## PROVIDED PASSAGE
.....

# Feeding goats limes?



## TooManyBoers (Oct 19, 2017)

The store I work at has 160 limes for under £5. I was wondering if anyone has fed their goats lime before?i certainly won't eat that many but if the goats will then I'd love to treat them!


----------



## Suzanne_Tyler (Jul 19, 2014)

Mine will never eat any kind of citrus.


----------



## ksalvagno (Oct 6, 2009)

Mine won't eat citrus.


----------



## TooManyBoers (Oct 19, 2017)

Suzanne_Tyler said:


> Mine will never eat any kind of citrus.





ksalvagno said:


> Mine won't eat citrus.


Okay thanks


----------



## SalteyLove (Jun 18, 2011)

Mine LOVE citrus! Peels and all! I cut the entire fruit in a few pieces and they go crazy.


----------



## groovyoldlady (Jul 21, 2011)

.....

## Raw records

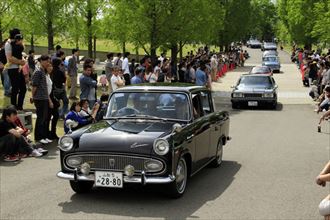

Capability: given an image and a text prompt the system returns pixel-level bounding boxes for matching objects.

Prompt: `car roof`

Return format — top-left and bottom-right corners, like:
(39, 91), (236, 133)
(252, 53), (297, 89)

(116, 83), (207, 92)
(241, 73), (270, 77)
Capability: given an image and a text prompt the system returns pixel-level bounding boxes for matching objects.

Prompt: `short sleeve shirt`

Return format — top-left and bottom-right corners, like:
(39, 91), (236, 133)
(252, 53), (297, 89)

(0, 120), (16, 138)
(5, 40), (19, 69)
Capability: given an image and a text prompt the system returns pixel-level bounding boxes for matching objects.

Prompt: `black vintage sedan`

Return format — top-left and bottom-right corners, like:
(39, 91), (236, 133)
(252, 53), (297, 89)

(57, 85), (230, 197)
(231, 74), (278, 109)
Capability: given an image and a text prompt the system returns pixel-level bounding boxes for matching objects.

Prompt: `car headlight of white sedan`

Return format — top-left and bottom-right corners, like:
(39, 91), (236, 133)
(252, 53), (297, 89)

(262, 93), (274, 98)
(153, 139), (170, 156)
(58, 136), (73, 151)
(233, 92), (244, 98)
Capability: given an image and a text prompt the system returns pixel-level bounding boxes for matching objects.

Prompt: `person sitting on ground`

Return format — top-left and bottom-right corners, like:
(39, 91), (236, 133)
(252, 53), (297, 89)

(316, 161), (330, 220)
(309, 80), (319, 101)
(78, 99), (100, 121)
(14, 115), (48, 155)
(64, 102), (93, 133)
(0, 106), (42, 162)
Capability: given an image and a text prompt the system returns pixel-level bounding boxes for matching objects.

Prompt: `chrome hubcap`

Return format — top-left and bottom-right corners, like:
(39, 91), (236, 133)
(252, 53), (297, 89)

(175, 159), (187, 193)
(217, 144), (222, 164)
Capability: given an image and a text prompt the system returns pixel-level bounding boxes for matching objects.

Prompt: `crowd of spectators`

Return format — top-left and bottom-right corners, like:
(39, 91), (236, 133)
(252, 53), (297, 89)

(0, 29), (248, 161)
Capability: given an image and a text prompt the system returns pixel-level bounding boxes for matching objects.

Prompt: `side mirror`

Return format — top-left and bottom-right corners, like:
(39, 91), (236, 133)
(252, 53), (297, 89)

(172, 123), (182, 133)
(65, 119), (79, 134)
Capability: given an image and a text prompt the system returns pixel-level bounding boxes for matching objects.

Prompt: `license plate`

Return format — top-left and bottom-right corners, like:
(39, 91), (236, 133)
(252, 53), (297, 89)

(248, 102), (258, 106)
(95, 171), (123, 188)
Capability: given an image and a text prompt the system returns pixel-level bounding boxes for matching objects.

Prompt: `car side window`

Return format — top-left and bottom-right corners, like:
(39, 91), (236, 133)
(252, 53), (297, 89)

(201, 92), (212, 115)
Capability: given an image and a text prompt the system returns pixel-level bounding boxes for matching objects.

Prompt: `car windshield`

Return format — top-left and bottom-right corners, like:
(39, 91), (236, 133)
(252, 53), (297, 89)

(106, 92), (190, 121)
(251, 66), (271, 73)
(263, 57), (277, 62)
(238, 76), (272, 87)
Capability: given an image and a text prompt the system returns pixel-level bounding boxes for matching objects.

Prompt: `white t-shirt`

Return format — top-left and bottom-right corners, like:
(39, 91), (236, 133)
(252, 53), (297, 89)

(46, 74), (53, 95)
(121, 57), (130, 74)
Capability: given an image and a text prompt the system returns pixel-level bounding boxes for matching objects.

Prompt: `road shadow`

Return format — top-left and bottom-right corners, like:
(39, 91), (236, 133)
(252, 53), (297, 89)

(58, 161), (241, 219)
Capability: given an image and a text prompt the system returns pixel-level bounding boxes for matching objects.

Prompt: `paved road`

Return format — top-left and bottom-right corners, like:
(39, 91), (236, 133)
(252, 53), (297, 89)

(0, 47), (330, 219)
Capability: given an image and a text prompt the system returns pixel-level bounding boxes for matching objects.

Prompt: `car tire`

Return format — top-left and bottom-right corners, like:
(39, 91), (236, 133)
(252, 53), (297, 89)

(210, 140), (223, 168)
(70, 180), (94, 193)
(168, 157), (188, 199)
(231, 103), (239, 109)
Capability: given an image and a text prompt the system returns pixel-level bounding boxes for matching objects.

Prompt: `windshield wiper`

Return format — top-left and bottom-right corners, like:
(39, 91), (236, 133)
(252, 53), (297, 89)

(119, 114), (167, 121)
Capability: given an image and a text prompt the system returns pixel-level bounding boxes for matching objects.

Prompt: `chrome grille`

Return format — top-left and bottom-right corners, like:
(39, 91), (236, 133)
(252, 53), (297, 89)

(244, 93), (262, 98)
(65, 154), (165, 173)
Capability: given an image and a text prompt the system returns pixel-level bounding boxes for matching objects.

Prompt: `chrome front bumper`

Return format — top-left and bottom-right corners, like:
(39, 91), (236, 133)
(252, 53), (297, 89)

(57, 171), (175, 185)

.....

## SHORT EXERCISE A
In the forum thread about feeding goats limes, how many limes does the store have for under £5?
## SHORT EXERCISE B
Rewrite the paragraph in the goat lime thread that begins "The store I work at" in one shorter sentence, keeping its main facts.
## SHORT EXERCISE C
Continue the forum thread about feeding goats limes from where it stops.

## EXERCISE OUTPUT A
160 limes.

## EXERCISE OUTPUT B
The poster's store has 160 limes for under £5, far more than the poster will eat, so the poster asks whether anyone has fed limes to goats and would like to treat them if the goats will eat them.

## EXERCISE OUTPUT C
3 outta 4 of mine LOVE citrus peels. The other one won't touch 'em.


----------



## catharina (Mar 17, 2016)

I've only ever fed mine lemon peels & they like them.


----------



## Honey21 (Jan 26, 2014)

Mine like citrus


----------



## toth boer goats (Jul 20, 2008)

In moderation of course, but not all eat them.


----------



## Honey21 (Jan 26, 2014)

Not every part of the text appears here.